Caríssimos e
caríssimas,
Luísa Alvim* e Valentim
Gonçalves ** reflectiram connosco, durante um ano, até Junho passado, questões
essenciais da vida, através das cartas “De que mundo somos?” que foram
escrevendo um ao outro.
Relidas as suas cartas, reconhecemos-lhes
um traço comum: a urgência da esperança. De uma esperança actuante, de busca de
sentido… “Um novo céu e uma nova terra”.
Assim, propusemos-lhes novas
cartas, com novo mote – ESPERANÇA: caminho e horizonte – e que hoje
iniciamos com a “reflexão de arranque” que ambos solicitaram que fizéssemos. E
é de Etty Hillesum, a filha de casal judeu morta em Auschwitz, que recolhemos a inspiração, a
partir de uma questão, que já em plena deportação dos judeus, ela se coloca:
“Gostava muito de viver como os lírios do campo…” (ver ANEXO).
Com estima fraterna,
grão
de mostarda
Caríssima Luísa e caríssimo Valentim,
Etty Hillesum, no seu diário redigido durante
a inominável crueldade nazi, escreveu: “Gostava muito de viver como os lírios do campo. Se as pessoas entendessem
esta época, seriam capazes de aprender com ela a viver como os lírios do campo”
(1).

● ● ● ● ●

*Tarefa proposta 1*
Devolve, sem qualquer alteração, o trecho do documento que vai de "Caríssimos e" a "um ao outro.".
O documento e as linhas são materiais independentes entre si.

● ● ● ● ●

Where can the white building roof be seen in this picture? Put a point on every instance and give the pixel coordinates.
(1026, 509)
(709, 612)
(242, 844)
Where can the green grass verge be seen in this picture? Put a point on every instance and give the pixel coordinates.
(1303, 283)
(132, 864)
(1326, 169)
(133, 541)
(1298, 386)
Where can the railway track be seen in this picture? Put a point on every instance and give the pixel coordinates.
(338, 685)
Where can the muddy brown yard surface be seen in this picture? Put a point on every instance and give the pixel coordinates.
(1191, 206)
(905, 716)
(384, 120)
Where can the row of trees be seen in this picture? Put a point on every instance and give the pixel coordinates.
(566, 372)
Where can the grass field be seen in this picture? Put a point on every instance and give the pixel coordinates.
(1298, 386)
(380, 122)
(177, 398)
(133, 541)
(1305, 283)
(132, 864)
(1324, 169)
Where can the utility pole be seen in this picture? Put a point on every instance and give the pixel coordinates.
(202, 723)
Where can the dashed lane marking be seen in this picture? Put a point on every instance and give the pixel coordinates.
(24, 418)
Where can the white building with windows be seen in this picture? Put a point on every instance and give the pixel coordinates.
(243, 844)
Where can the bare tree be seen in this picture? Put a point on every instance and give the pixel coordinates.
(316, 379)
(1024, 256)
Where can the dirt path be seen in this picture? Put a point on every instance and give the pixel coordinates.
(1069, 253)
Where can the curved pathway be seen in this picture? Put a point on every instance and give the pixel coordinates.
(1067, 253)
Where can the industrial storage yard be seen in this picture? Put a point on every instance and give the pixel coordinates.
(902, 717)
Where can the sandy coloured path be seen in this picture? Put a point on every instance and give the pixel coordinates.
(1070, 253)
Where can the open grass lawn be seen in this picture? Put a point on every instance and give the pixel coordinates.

● ● ● ● ●

*Tarefa proposta 2*
Nas linhas, da linha com "Where can the grass" até à linha com "(1024, 256)", troca "utility pole" por "power pole" e apresenta apenas essas linhas, sem mais nenhuma mudança.

*Resolução da tarefa 1*
Caríssimos e
caríssimas,
Luísa Alvim* e Valentim
Gonçalves ** reflectiram connosco, durante um ano, até Junho passado, questões
essenciais da vida, através das cartas “De que mundo somos?” que foram
escrevendo um ao outro.

*Resolução da tarefa 2*
Where can the grass field be seen in this picture? Put a point on every instance and give the pixel coordinates.
(1298, 386)
(380, 122)
(177, 398)
(133, 541)
(1305, 283)
(132, 864)
(1324, 169)
Where can the power pole be seen in this picture? Put a point on every instance and give the pixel coordinates.
(202, 723)
Where can the dashed lane marking be seen in this picture? Put a point on every instance and give the pixel coordinates.
(24, 418)
Where can the white building with windows be seen in this picture? Put a point on every instance and give the pixel coordinates.
(243, 844)
Where can the bare tree be seen in this picture? Put a point on every instance and give the pixel coordinates.
(316, 379)
(1024, 256)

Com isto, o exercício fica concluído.